▸ About this exercise:
Locate the line containing "Annotate the crumbled" in the entries below, then retype it and every later line exactly, leaving out pictures.

▸ The data:
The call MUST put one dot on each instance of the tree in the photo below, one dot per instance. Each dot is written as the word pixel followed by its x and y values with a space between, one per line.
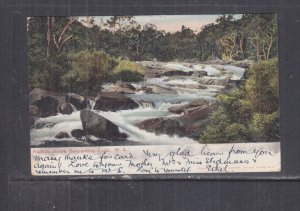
pixel 58 38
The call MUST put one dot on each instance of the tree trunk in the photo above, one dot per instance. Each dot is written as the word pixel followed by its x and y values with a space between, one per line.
pixel 257 49
pixel 49 36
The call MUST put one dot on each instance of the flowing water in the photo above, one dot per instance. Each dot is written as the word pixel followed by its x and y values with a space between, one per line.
pixel 126 119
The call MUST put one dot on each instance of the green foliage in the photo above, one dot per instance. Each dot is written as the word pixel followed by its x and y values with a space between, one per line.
pixel 128 71
pixel 250 113
pixel 129 76
pixel 262 87
pixel 128 65
pixel 89 69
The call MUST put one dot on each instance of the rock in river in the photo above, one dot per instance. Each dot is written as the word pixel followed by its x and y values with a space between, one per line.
pixel 65 108
pixel 78 101
pixel 111 101
pixel 61 135
pixel 161 126
pixel 188 107
pixel 96 125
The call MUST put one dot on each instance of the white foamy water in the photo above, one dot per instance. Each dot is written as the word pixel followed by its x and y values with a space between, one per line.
pixel 186 88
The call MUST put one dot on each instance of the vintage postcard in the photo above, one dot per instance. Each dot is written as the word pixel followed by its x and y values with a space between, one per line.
pixel 163 94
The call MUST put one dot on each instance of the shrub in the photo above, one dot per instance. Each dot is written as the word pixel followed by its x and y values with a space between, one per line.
pixel 128 71
pixel 89 69
pixel 250 113
pixel 262 86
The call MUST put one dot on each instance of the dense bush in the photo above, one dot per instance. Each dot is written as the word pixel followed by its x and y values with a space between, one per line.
pixel 250 113
pixel 88 70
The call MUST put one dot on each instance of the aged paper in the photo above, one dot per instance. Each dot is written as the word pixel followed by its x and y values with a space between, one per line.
pixel 183 159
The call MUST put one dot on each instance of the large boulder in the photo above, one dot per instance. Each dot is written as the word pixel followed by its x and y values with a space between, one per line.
pixel 197 115
pixel 78 101
pixel 65 108
pixel 161 126
pixel 178 73
pixel 45 101
pixel 61 135
pixel 33 115
pixel 220 81
pixel 113 101
pixel 200 73
pixel 96 125
pixel 194 105
pixel 120 87
pixel 155 89
pixel 77 133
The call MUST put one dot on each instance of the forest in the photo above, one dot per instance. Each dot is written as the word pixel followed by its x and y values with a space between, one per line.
pixel 79 55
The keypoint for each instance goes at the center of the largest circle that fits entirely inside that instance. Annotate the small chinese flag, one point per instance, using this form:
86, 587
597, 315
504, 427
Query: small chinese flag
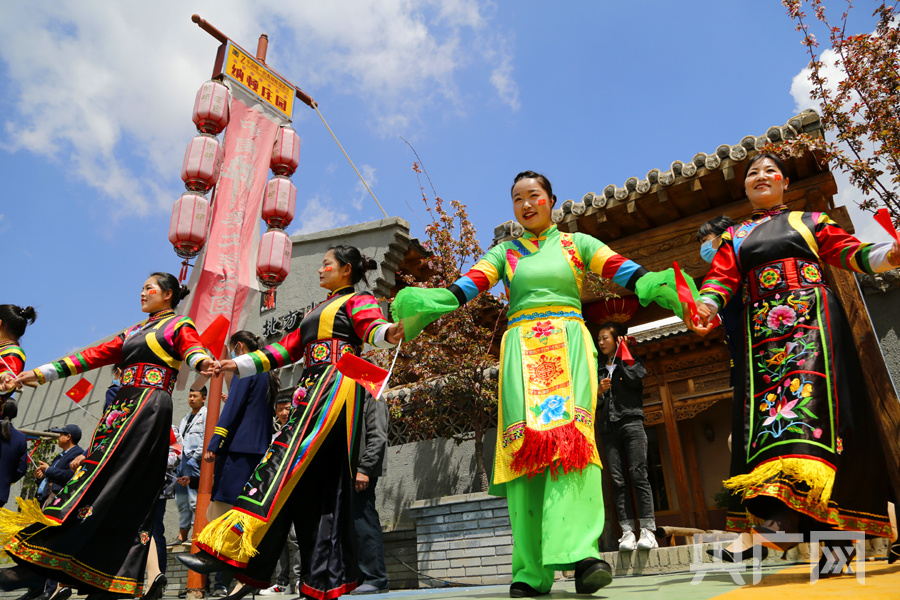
684, 292
884, 219
81, 389
214, 336
372, 377
624, 353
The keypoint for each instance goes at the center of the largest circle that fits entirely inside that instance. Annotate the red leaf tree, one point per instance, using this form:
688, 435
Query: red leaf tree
451, 368
862, 107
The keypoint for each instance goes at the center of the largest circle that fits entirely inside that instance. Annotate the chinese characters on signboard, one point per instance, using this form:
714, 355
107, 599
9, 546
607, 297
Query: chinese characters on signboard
267, 86
280, 326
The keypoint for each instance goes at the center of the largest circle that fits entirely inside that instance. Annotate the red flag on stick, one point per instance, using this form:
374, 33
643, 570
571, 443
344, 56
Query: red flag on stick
214, 336
684, 292
371, 377
81, 389
624, 353
884, 219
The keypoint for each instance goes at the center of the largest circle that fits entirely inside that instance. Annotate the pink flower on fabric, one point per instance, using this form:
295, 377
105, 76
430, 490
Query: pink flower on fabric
112, 416
781, 316
542, 329
299, 395
781, 408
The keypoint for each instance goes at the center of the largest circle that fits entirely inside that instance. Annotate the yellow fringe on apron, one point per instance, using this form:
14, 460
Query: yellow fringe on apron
219, 535
11, 523
815, 474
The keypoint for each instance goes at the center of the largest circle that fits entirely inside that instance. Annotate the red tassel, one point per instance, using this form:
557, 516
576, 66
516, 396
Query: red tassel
182, 275
562, 448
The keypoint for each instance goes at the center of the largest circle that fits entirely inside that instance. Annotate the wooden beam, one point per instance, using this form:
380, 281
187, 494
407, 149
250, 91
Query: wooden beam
682, 489
735, 186
690, 455
698, 195
882, 395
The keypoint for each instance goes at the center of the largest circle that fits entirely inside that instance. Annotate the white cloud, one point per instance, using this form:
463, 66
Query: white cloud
848, 195
368, 173
318, 214
92, 84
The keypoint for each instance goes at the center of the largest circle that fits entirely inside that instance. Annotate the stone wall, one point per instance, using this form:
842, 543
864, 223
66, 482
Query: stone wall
463, 539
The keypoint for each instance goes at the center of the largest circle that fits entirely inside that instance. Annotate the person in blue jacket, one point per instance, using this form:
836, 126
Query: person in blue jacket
13, 451
242, 435
55, 475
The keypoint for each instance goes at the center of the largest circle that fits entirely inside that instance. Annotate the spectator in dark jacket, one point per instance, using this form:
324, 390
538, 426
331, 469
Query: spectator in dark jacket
372, 448
13, 451
620, 424
55, 475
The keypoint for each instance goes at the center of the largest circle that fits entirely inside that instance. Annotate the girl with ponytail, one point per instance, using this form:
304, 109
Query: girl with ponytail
305, 477
13, 451
244, 430
13, 320
95, 535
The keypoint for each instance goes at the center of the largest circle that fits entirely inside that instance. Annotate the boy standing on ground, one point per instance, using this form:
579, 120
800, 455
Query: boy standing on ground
620, 424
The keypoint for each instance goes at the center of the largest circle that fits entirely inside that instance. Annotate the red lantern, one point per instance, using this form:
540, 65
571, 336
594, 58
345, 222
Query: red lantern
274, 261
286, 152
187, 229
202, 163
211, 107
279, 202
619, 310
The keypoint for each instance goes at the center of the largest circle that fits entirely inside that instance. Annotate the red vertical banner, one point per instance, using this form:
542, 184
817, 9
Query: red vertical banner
225, 273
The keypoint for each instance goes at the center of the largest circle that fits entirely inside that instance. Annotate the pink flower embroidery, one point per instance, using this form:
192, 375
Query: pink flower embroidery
299, 395
781, 316
112, 416
544, 329
781, 408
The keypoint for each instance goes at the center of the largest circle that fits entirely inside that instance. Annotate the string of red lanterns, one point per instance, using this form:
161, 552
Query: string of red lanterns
200, 171
273, 263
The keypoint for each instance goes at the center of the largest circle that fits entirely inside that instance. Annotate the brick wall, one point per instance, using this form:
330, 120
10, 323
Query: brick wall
463, 539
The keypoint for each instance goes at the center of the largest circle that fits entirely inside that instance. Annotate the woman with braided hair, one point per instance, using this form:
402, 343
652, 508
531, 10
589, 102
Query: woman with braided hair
94, 535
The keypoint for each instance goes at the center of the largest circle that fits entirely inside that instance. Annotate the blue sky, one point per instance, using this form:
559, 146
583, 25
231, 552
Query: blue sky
96, 112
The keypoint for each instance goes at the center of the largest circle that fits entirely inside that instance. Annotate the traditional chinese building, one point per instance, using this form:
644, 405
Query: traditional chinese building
653, 220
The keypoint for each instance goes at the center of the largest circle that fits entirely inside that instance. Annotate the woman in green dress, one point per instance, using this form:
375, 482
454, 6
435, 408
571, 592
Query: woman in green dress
546, 462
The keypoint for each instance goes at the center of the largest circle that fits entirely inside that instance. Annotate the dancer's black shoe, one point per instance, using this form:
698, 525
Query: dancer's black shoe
15, 578
156, 589
32, 594
591, 574
522, 590
237, 595
726, 555
203, 563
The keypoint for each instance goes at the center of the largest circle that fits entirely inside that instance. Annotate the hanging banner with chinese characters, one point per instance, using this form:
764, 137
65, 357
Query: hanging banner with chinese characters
257, 79
223, 280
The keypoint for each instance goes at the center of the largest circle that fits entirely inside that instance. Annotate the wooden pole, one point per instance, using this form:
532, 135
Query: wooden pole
681, 484
196, 584
877, 379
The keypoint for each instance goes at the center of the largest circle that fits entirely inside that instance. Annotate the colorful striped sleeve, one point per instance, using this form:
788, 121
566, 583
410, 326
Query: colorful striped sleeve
609, 264
274, 356
107, 353
481, 277
724, 277
366, 316
13, 360
188, 343
840, 249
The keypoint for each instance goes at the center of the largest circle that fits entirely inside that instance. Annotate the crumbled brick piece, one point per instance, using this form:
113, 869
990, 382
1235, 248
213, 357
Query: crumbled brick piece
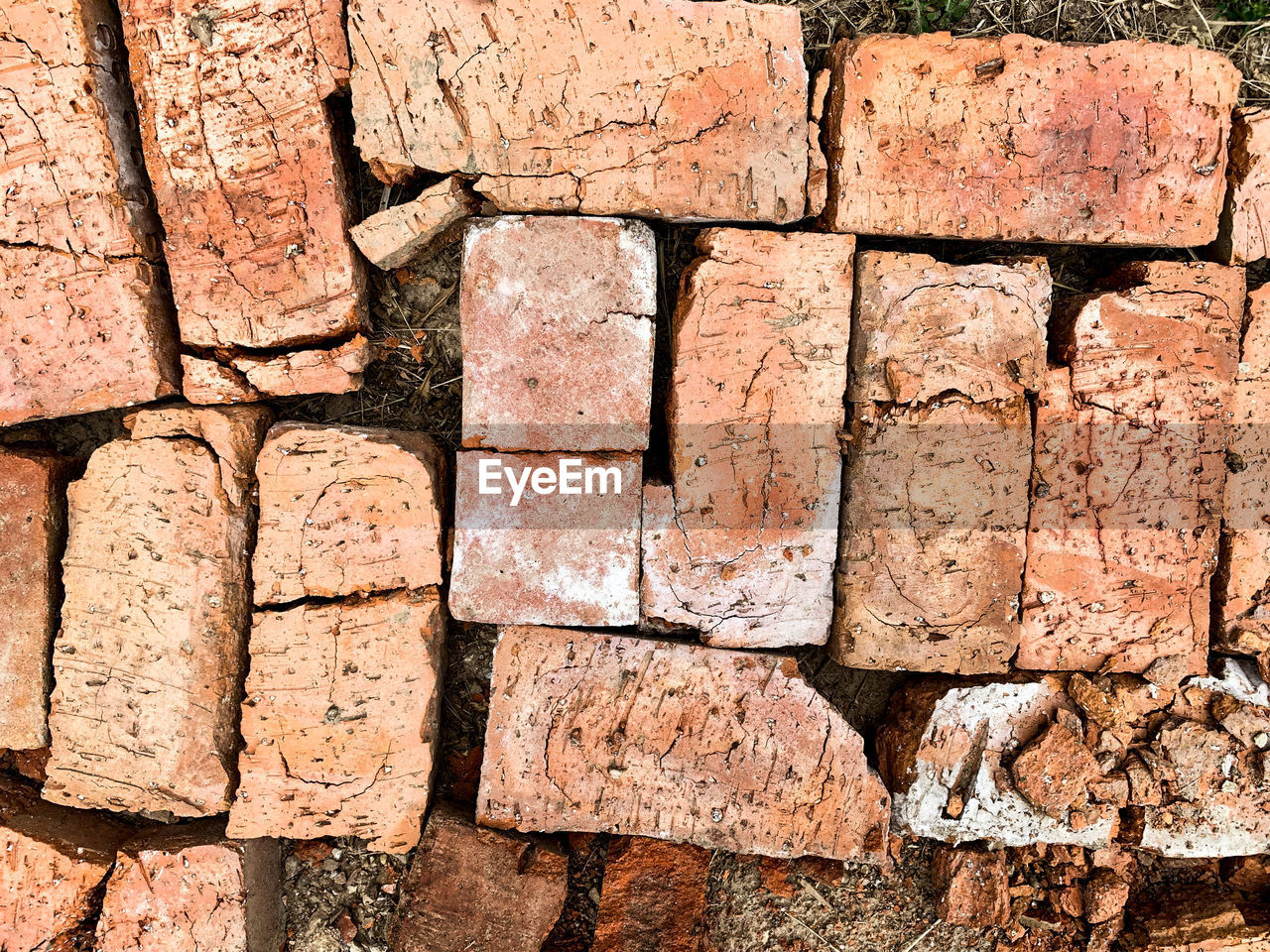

▸ Response:
The keypoint for each instance goes at the center of the largest circle that fits entirely inside that instance. Annotate the crumbled brick piece, one point per instance, using this form:
113, 869
990, 382
1235, 248
213, 357
Query: crumbled brick piece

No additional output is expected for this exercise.